# READING PASSAGE

********

For the first time since the Roe v. Wade Supreme Court case in
1973, Congress has passed legislation placing restrictions on the
practice of abortion.
The Senate overwhelmingly passed a measure yesterday banning
what the bill’s sponsors call partial-birth abortions. The bill,
approved by a vote of 64-34 in the Senate, was also passed earlier
this month in the House, and the legislation will become law if
President Bush signs the bill, which he supports. Opponents have
vowed to challenge the legislation in the U.S. Supreme Court.
“This legislation would ban one simple grotesque unjustified
procedure that destroys the life of an unborn child,” said Sen.
Jeff Sessions (R-Ala.) in a speech from the Senate floor yesterday
“This is a historic day for life. … The child in the womb is
not a piece of property,” said Sen. Sam Brownback (R-Kan.), also
speaking on the Senate floor yesterday morning.
A “partial-birth abortion” refers to an abortion performed when
the fetus has already been partially delivered, usually occurring
in the second or third trimester. Doctors who perform the procedure
illegally would face up to two years in prison.

********

# REQUIRED WORK
a – From the article on the abortion ban, reproduce the text between "The Senate overwhelmingly" and "U.S. Supreme Court.", inclusive.
b – According to the article on the abortion ban, what remains before the bill becomes law, and what does the article say about the person who must take that step?
The material below comes from a different source than the article on the abortion ban.

# RECORDED INFORMATION
********

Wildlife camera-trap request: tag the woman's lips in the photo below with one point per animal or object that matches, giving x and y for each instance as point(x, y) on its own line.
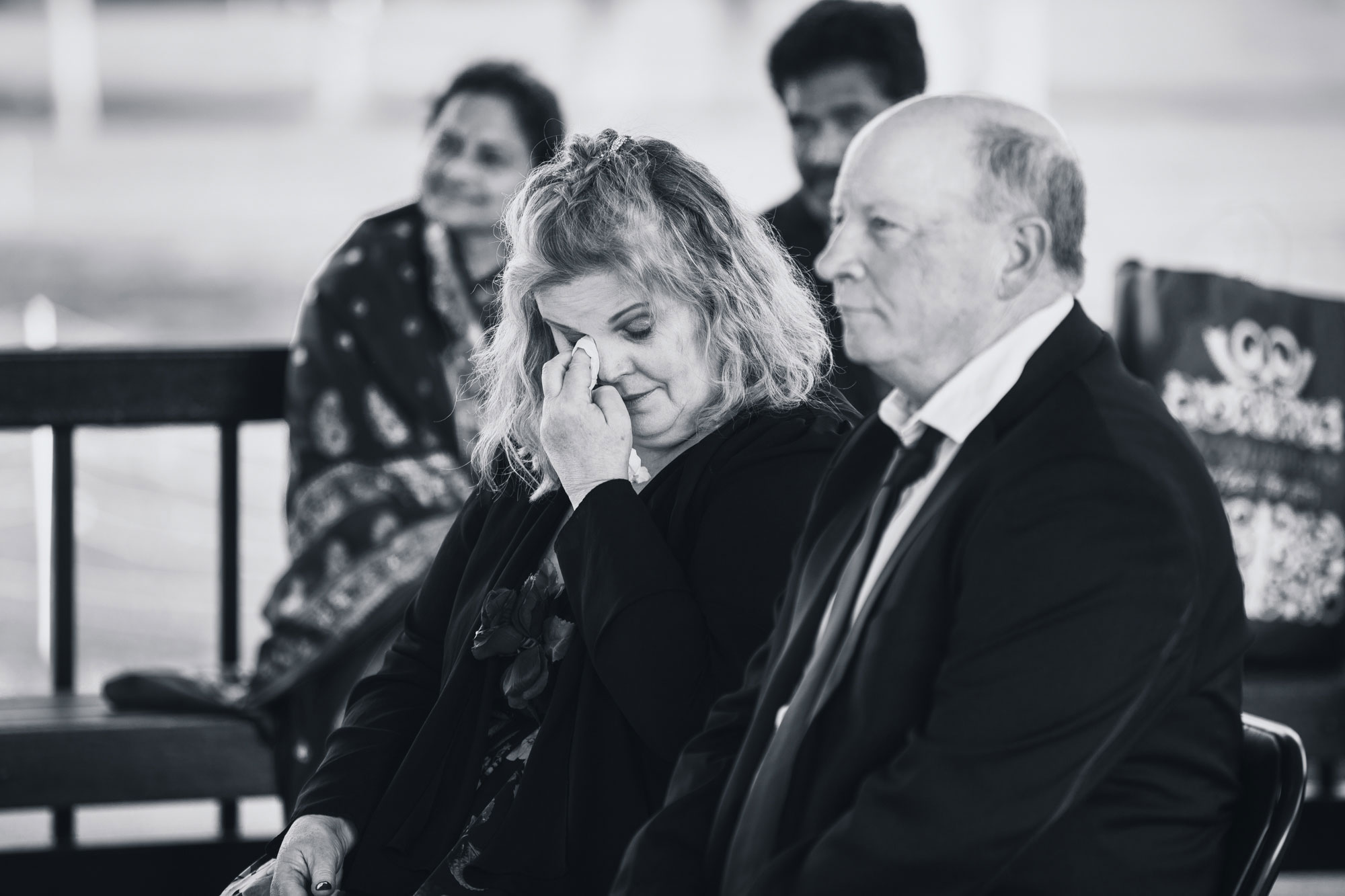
point(637, 399)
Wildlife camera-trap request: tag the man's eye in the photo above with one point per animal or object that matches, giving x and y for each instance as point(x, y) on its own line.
point(493, 158)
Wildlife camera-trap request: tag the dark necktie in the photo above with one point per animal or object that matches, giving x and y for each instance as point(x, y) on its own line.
point(755, 834)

********

# SOLUTIONS BELOW
a –
The Senate overwhelmingly passed a measure yesterday banning
what the bill’s sponsors call partial-birth abortions. The bill,
approved by a vote of 64-34 in the Senate, was also passed earlier
this month in the House, and the legislation will become law if
President Bush signs the bill, which he supports. Opponents have
vowed to challenge the legislation in the U.S. Supreme Court.

b – Having passed both the Senate and the House, the bill becomes law only if President Bush signs it. The article states that he supports the bill.